▶ **Short task**:
Continue the commentary below on how Irish and American media cover Gaza, deportations and the Minnesota deaths, starting after its final sentence.

++++ Text section

Back when things were funny, I used to joke about a Saturday Night Live skit in which Irishmen are stopped by US customs, only for one of them to wave it away with a cheerful: “It’s us, lads.” Everything becomes instantly kosher. The humour rested on a familiar assumption — that Irish and Americans occupy a shared cultural space, that there is easy recognition across the Atlantic, a sense of we are them. For a long time, that felt broadly true. Lately, it feels less like a joke and more like a relic.

In Ireland, coverage of Gaza has been sustained and often graphic, with images and testimony that make civilian suffering difficult to ignore. In the United States, the same events are more sparingly reported and frequently sanitised, framed through official statements and strategic analysis rather than human consequence. This difference is not simply a matter of emphasis; it shapes how audiences understand violence, responsibility and urgency.

I was reminded of this again in recent weeks while watching American coverage of Washington’s manoeuvring over Greenland and Venezuela. These stories dominate headlines, panels and podcasts. Meanwhile, back in Minnesota, the deaths of Alex Pretti and Renee Nicole Goode — both white, both US-born citizens — during encounters linked to intensified immigration enforcement have triggered protests and a serious rupture of trust between communities and federal authorities. 

For the Irish, this is not abstract. In 2025, Irish citizens were among those caught up in a renewed wave of deportations from the United States. Families were separated, lives abruptly uprooted, and people who had built communities over decades were forced to start again. At home, these stories resonated deeply. In the US, they were largely absorbed into the background noise of immigration statistics and policy briefings.

This imbalance matters. Foreign policy disputes lend themselves to familiar narratives: territory, minerals, influence. Domestic state power exercised at close range is harder to package. It resists abstraction, forcing attention onto individual lives, grieving families and uncomfortable questions about authority.

What stands out in Minnesota is not only the deaths themselves, but the scale and character of the response: thousands of federal agents deployed into a single state; residential neighbourhoods treated as security zones; residents who observe or attempt to de-escalate encounters re-framed as agitators. When presence alone becomes provocation, the logic quickly turns circular.

It is in this context that historical comparisons emerge — not so much with European secret police as with earlier American practices. Long before today’s immigration agencies, slave patrols operated across the southern states, empowered to stop, search and punish with minimal oversight. The resonance lies less in rhetoric than in lived experience: what it feels like when authority arrives armed, uninvited and largely unaccountable.

None of this fits comfortably into the geopolitical frame favoured by much international coverage. Greenland is discussed in terms of shipping routes and rare earths; Venezuela through the familiar lens of intervention and ideology. Minnesota poses a more unsettling question: what happens when a democracy normalises militarised policing in its own communities?

++++++++
++++ Extracted records

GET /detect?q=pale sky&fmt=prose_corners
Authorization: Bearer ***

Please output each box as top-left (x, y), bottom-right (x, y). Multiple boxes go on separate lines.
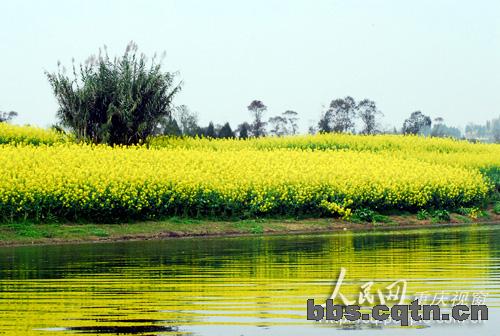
top-left (0, 0), bottom-right (500, 131)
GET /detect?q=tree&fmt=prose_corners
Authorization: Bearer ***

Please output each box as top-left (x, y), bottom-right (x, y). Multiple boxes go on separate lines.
top-left (46, 42), bottom-right (181, 145)
top-left (329, 96), bottom-right (356, 132)
top-left (205, 122), bottom-right (217, 139)
top-left (283, 110), bottom-right (299, 135)
top-left (247, 100), bottom-right (267, 137)
top-left (431, 117), bottom-right (446, 137)
top-left (318, 110), bottom-right (333, 133)
top-left (236, 121), bottom-right (252, 139)
top-left (403, 111), bottom-right (432, 134)
top-left (218, 122), bottom-right (234, 139)
top-left (0, 111), bottom-right (17, 122)
top-left (318, 96), bottom-right (357, 133)
top-left (175, 105), bottom-right (200, 136)
top-left (268, 110), bottom-right (299, 136)
top-left (269, 116), bottom-right (288, 136)
top-left (356, 99), bottom-right (382, 134)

++++++++

▶ **Response**:
Watching the news on both sides of the Atlantic has taught me that human rights crises do not always announce themselves with tanks crossing borders. They also appear in traffic stops, neighbourhood raids, deportation notices and official statements that flatten complex lives into administrative categories.

What makes Ireland — and Irish-American relations — distinctive is not just history, but empathy. During their own suffering on the Trail of Tears, the Choctaw Nation sent $170 — more than $5,000 in today’s terms — to help the Irish during the Great Hunger. It’s us, lads.

That story feels especially urgent amid today’s mixed reactions to Donald Trump and headlines of his crippling and distracting lawsuits against media outlets like the BBC. Some argue that the United States is not the way it is because he is president, but that he is president because of the way the United States is. Yes, he is responsible for much rhetoric, but ICE agents have free will. Watch the multitude of angles in video footage. Is that us? What are we doing? 

Living within both borders, I see how vital it is that domestic news travels. In Leenane, the village across Killary Fjord from where I live, people are famously reserved: one does not speak of one’s affairs if one would not want them covered in the Times. It encourages a kind of collective attentiveness. There's little need, and great consequence, for print.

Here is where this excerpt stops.